[[ Data extract open ]]
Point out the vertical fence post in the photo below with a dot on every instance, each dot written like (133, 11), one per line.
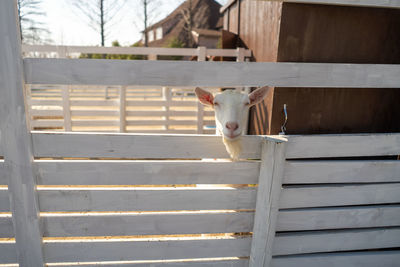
(16, 142)
(269, 187)
(201, 56)
(28, 106)
(167, 97)
(66, 108)
(240, 52)
(201, 53)
(122, 109)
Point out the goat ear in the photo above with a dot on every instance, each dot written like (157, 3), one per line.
(204, 96)
(258, 95)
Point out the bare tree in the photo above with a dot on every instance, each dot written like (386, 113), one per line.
(187, 14)
(32, 28)
(147, 12)
(100, 15)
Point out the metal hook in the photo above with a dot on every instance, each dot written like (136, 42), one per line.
(283, 127)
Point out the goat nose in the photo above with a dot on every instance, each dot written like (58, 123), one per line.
(232, 126)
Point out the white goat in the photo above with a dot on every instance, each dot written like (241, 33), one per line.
(230, 114)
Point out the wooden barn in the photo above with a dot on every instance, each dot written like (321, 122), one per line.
(324, 32)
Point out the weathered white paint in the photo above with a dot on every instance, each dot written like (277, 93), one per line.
(16, 142)
(3, 173)
(339, 195)
(222, 262)
(148, 224)
(66, 108)
(348, 259)
(230, 74)
(340, 171)
(4, 201)
(145, 250)
(8, 252)
(150, 199)
(340, 240)
(338, 218)
(345, 145)
(103, 172)
(270, 183)
(6, 227)
(137, 146)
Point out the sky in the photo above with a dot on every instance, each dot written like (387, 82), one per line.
(69, 27)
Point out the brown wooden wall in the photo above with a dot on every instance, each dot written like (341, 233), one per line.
(318, 33)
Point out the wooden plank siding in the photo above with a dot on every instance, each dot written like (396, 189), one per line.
(158, 223)
(94, 71)
(144, 250)
(137, 146)
(163, 172)
(146, 199)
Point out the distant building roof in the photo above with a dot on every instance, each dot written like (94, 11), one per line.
(207, 32)
(206, 16)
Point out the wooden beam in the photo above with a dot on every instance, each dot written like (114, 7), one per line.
(225, 74)
(16, 142)
(268, 193)
(138, 146)
(344, 145)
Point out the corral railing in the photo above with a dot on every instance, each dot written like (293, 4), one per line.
(130, 109)
(202, 53)
(140, 109)
(127, 199)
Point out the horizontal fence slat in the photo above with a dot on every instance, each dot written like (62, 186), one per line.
(331, 241)
(89, 123)
(240, 262)
(161, 122)
(147, 224)
(322, 146)
(147, 200)
(4, 201)
(48, 112)
(44, 102)
(94, 113)
(338, 218)
(6, 227)
(146, 172)
(320, 196)
(145, 250)
(47, 123)
(8, 252)
(187, 73)
(348, 259)
(160, 103)
(137, 146)
(131, 50)
(94, 103)
(354, 171)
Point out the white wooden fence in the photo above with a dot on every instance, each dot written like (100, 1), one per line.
(121, 108)
(117, 199)
(118, 109)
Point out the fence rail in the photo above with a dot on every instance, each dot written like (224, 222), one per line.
(68, 51)
(118, 109)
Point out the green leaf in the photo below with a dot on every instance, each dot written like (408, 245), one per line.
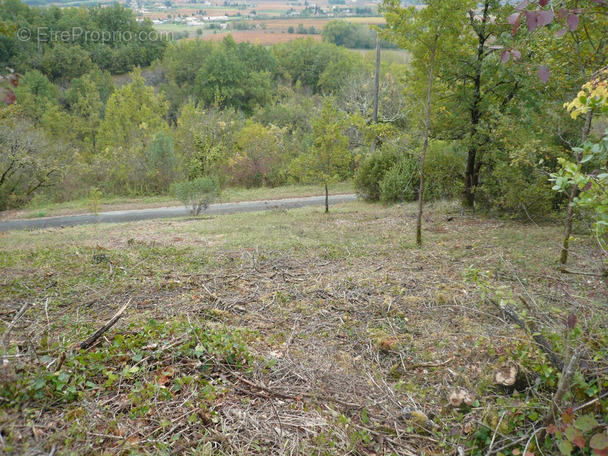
(364, 417)
(585, 423)
(565, 447)
(599, 442)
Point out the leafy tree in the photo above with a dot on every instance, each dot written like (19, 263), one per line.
(340, 33)
(426, 32)
(28, 161)
(258, 156)
(318, 66)
(134, 114)
(329, 158)
(36, 95)
(203, 139)
(234, 76)
(587, 177)
(66, 62)
(197, 194)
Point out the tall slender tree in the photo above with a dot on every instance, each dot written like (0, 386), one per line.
(427, 33)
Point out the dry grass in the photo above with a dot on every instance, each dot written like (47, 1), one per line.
(352, 333)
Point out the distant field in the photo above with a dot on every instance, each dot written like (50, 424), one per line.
(274, 31)
(265, 37)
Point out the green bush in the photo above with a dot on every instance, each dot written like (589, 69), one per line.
(390, 175)
(197, 194)
(401, 182)
(373, 169)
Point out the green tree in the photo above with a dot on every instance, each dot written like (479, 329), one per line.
(36, 95)
(28, 161)
(427, 33)
(340, 33)
(329, 158)
(258, 158)
(134, 114)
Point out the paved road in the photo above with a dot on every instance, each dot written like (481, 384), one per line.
(166, 212)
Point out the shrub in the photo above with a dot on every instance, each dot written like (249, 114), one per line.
(197, 194)
(372, 171)
(390, 176)
(401, 182)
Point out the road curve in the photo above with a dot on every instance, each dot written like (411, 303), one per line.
(166, 212)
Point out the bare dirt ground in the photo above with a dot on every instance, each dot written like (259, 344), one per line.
(279, 333)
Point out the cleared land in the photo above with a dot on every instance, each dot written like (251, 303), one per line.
(278, 333)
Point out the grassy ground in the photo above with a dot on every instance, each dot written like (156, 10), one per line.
(288, 332)
(39, 209)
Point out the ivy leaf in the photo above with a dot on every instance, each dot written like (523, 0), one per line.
(532, 20)
(573, 21)
(545, 18)
(544, 73)
(514, 18)
(8, 96)
(585, 423)
(572, 319)
(565, 447)
(599, 442)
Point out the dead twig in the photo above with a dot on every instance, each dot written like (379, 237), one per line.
(97, 334)
(563, 386)
(540, 340)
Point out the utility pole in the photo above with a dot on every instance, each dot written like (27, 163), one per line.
(377, 81)
(376, 89)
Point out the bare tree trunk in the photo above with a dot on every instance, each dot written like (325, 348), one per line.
(573, 194)
(427, 128)
(377, 81)
(376, 92)
(471, 176)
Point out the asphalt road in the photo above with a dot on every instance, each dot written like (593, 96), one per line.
(166, 212)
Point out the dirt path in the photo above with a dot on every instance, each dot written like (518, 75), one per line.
(166, 212)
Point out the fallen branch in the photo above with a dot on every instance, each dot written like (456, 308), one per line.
(563, 386)
(12, 323)
(540, 340)
(97, 334)
(297, 398)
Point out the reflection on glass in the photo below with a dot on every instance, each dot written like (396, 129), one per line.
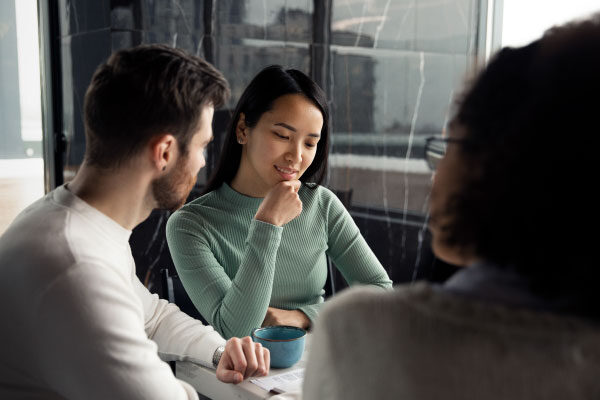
(21, 164)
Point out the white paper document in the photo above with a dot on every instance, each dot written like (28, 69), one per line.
(287, 382)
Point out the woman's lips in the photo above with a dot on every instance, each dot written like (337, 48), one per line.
(286, 173)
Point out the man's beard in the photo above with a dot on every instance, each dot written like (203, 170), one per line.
(171, 190)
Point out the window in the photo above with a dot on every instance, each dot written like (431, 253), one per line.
(21, 163)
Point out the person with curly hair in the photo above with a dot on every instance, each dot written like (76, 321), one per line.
(511, 202)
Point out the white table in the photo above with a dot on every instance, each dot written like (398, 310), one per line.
(205, 381)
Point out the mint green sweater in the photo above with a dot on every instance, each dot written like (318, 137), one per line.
(234, 267)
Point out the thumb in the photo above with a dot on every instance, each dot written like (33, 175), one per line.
(229, 376)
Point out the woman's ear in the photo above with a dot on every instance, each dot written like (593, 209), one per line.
(241, 130)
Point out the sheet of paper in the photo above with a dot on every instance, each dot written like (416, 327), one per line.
(286, 382)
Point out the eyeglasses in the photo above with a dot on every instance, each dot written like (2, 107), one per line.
(435, 149)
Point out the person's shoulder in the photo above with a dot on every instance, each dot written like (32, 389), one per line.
(317, 193)
(199, 207)
(368, 298)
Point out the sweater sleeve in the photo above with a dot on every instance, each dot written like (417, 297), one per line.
(348, 249)
(232, 306)
(178, 336)
(91, 342)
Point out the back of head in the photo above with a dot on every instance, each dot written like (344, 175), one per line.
(267, 86)
(531, 128)
(144, 91)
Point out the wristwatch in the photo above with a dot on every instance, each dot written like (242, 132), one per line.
(217, 355)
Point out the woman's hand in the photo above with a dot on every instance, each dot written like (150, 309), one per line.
(277, 316)
(242, 359)
(281, 204)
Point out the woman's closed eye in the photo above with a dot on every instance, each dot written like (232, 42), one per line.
(279, 135)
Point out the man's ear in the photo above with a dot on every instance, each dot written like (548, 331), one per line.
(241, 130)
(163, 150)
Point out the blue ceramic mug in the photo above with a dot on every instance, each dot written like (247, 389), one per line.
(285, 343)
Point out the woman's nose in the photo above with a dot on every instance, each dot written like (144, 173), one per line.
(294, 153)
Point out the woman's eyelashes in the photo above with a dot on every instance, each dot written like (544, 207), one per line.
(281, 136)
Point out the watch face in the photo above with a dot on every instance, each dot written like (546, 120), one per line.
(217, 355)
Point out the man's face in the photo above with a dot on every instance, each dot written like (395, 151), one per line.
(171, 190)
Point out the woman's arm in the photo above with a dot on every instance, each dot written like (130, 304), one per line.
(348, 249)
(232, 307)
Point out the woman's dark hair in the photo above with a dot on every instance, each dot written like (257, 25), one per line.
(143, 91)
(270, 84)
(532, 122)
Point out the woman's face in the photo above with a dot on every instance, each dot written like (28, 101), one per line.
(280, 147)
(447, 182)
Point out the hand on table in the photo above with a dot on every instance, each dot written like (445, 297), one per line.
(277, 316)
(281, 204)
(242, 359)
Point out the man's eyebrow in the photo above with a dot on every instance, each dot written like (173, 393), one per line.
(291, 128)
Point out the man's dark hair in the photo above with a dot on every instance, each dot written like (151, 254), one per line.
(144, 91)
(531, 122)
(267, 86)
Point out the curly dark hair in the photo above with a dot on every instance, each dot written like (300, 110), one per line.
(531, 122)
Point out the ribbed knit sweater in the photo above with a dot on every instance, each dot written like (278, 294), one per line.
(234, 267)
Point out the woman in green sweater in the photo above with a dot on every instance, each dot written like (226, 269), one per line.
(252, 251)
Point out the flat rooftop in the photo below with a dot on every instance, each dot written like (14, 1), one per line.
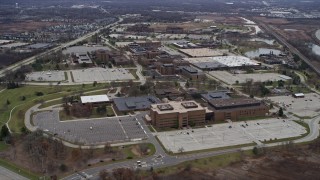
(176, 106)
(13, 45)
(234, 103)
(135, 103)
(94, 99)
(203, 52)
(215, 95)
(222, 61)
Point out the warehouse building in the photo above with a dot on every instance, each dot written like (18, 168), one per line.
(95, 100)
(177, 114)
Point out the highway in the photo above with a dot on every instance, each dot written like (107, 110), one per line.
(272, 30)
(60, 47)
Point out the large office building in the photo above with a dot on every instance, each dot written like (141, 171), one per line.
(237, 108)
(177, 114)
(139, 103)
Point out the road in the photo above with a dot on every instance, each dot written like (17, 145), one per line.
(60, 47)
(272, 30)
(161, 159)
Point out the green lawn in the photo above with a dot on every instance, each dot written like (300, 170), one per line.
(19, 170)
(72, 78)
(3, 146)
(66, 76)
(14, 97)
(206, 164)
(134, 73)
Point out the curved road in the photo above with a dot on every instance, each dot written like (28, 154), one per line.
(167, 160)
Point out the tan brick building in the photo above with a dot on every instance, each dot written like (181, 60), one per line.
(237, 108)
(177, 114)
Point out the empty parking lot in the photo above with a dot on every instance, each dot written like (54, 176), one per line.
(101, 75)
(90, 131)
(230, 134)
(304, 107)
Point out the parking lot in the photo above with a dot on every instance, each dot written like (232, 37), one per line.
(242, 78)
(229, 134)
(46, 76)
(101, 75)
(304, 107)
(90, 131)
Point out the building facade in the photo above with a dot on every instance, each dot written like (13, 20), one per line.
(237, 109)
(177, 114)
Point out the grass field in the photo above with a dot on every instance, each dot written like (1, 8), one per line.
(206, 164)
(19, 170)
(3, 146)
(19, 106)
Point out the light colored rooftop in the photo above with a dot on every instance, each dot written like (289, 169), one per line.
(13, 45)
(94, 99)
(176, 106)
(230, 61)
(204, 52)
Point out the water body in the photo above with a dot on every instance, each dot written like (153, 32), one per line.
(256, 27)
(268, 41)
(316, 49)
(258, 52)
(247, 21)
(318, 34)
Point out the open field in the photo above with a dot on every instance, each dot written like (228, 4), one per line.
(19, 106)
(230, 134)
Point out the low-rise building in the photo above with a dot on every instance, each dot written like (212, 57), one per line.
(177, 114)
(211, 95)
(237, 108)
(169, 93)
(121, 60)
(95, 100)
(174, 30)
(139, 103)
(165, 69)
(191, 73)
(82, 58)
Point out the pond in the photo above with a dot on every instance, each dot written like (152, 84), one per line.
(315, 49)
(258, 52)
(318, 34)
(268, 41)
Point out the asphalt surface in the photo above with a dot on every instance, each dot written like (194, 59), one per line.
(161, 159)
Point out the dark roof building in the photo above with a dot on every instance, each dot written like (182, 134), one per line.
(135, 103)
(215, 95)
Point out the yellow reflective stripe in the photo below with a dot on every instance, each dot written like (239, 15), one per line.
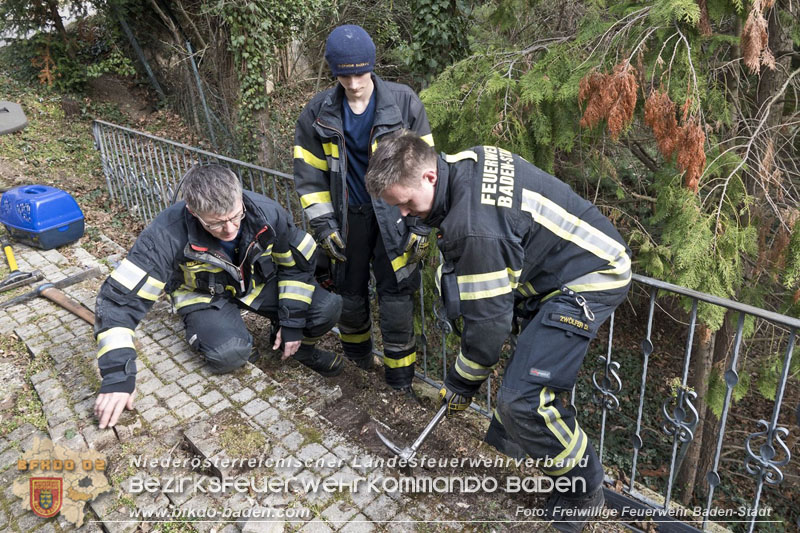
(114, 339)
(487, 285)
(310, 159)
(600, 281)
(526, 289)
(552, 418)
(128, 274)
(151, 289)
(571, 228)
(470, 369)
(460, 156)
(400, 363)
(571, 455)
(331, 149)
(283, 259)
(307, 247)
(295, 290)
(497, 416)
(315, 198)
(355, 338)
(248, 298)
(400, 261)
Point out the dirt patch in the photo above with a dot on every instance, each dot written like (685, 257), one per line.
(134, 101)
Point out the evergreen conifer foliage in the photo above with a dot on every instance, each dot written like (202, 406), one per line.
(679, 118)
[[ Data extract closed ]]
» **Exercise aim**
Write out the line containing "Point out the evergreen" and every line after it through the end of the entries. Keep each one exactly as it is, and add nothing.

» **Response**
Point out the evergreen conifer foliage in the photo above with a dot on every instance, each dot written like (202, 406), one per line.
(679, 118)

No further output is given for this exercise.